■ O que fazer
(a) Responda, com base no texto sobre a escolha de um novo Papa, a estas perguntas:
(i) Qual Papa alterou o processo de votação para que apenas os cardeais votassem?
(ii) Qual é a idade máxima dos cardeais aptos a votar, e qual Papa fixou esse limite?
(iii) Que parcela de todos os votos o candidato precisa obter para ser eleito?
(b) Retome o texto sobre a escolha de um novo Papa logo após a última frase apresentada, dando continuidade ao assunto.

■ Trecho da página
---
Quais são os procedimentos para a escolha de um novo Papa?
Foto: Gazeta do Povo
Perante a Igreja Católica, é necessário haver um líder supremo a fim de exercer a função de governador de toda a legião de católicos, bem como, para exercer a função de chefe do Estado do Vaticano. No entanto, importante traçar algumas considerações acerca do que acontece quando um Papa morre ou renuncia sua função, tal como aconteceu esta semana com o Papa Bento XVI. Há todo um processo para a escolha de um novo Papa e são critérios um tanto quanto burocráticos.
Primeiramente, de acordo com estudiosos, as eleições Papais na idade média não eram realizadas de maneira pacífica como hoje. Antigamente, os cidadãos figuravam como eleitores, porém graças ao Papa Nicolau II, o processo de votação foi alterado, colocando apenas os cardeais aptos para o procedimento.
Os cardeais capazes de votar, conforme o Direito Canônico, são apenas aqueles com idade inferior a 80 anos de idade, sendo que quem inseriu este limite de idade foi o Papa Paulo VI.
A conclave corresponde a uma reunião de 135 cardeais confinados, sem contato com o mundo exterior, para a eleição de um novo Líder Católico, a quem é dado o nome de Papa. Neste período, os Cardeais não podem receber qualquer correspondência, contato telefônico ou acessar a qualquer meio de comunicação. A fiscalização é descomunal. Os Cardeais ainda proferem juramentos de sigilo absoluto acerca das pautas discutidas durante a clausura.
O pleito é realizado dentro de uma clave na capela Sistina e ocorrem várias votações. É comum não se eleger um Papa nas primeiras tentativas, já que a regra é que o candidato possua dois terços de todos os votos. As escolhas acontecem durante dias, até que se chegue a umveredicto.
---
■ Dados
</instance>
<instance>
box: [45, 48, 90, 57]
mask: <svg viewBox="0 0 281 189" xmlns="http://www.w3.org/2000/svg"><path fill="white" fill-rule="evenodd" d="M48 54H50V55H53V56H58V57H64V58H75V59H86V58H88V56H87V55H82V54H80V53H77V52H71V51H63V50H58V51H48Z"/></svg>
---
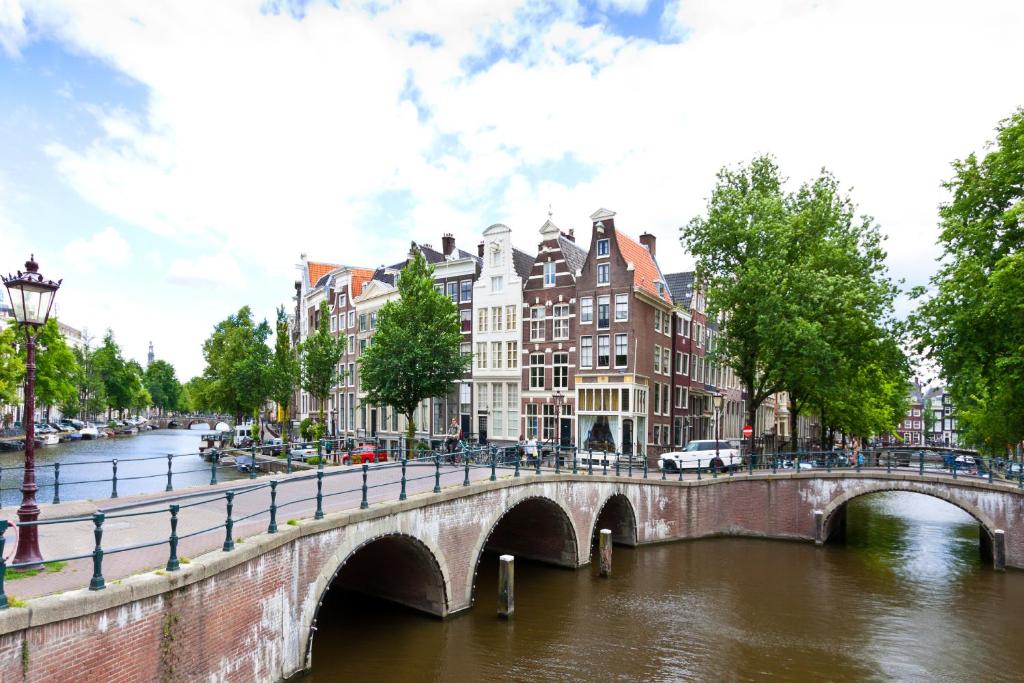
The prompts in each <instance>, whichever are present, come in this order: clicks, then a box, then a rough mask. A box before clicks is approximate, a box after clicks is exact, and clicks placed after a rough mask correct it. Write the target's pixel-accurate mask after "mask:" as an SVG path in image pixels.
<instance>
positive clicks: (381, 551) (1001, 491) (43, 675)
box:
---
■ Respostas dadas
(a)
(i) O Papa Nicolau II.
(ii) Os cardeais devem ter idade inferior a 80 anos, e o limite foi fixado pelo Papa Paulo VI.
(iii) Dois terços de todos os votos.

(b)
Todos os dias, as cédulas de votação usadas são queimadas e, caso não seja eleito um novo Papa, os papéis são imersos a um produto químico especial que, ao queimar, produz uma fumaça preta que se dispersa pela chaminé da Capela. Esta fumaça tem o condão de informar ao mundo Católico que ainda não foi escolhido o novo líder.
Quando se chega ao resultado necessário, o Papa eleito tem a opção de recusar ou não sua nova posição. Caso aceite, não é possível se arrepender. Os papéis são novamente queimados e expelem uma fumaça branca, simbolizando que há um novo Papa.
Após eleito, o pontífice deve escolher um novo nome para si. A prática é feita com base em um relato bíblico, em que Jesus escolhe Simão para ser seu substituto temporário e, logo após, muda o seu nome para Pedro, ”Tu és Pedro e sobre essa pedra edificarei a minha Igreja” (Mt 16:18).
O novo Papa é exibido na praça de São Pedro e o Camerlengo (cardeal supremo com autoridade abaixo do Pontífice) profere as tradicionais palavras em latim ”Habemus Papam”, que significa, ”Temos um Papa”.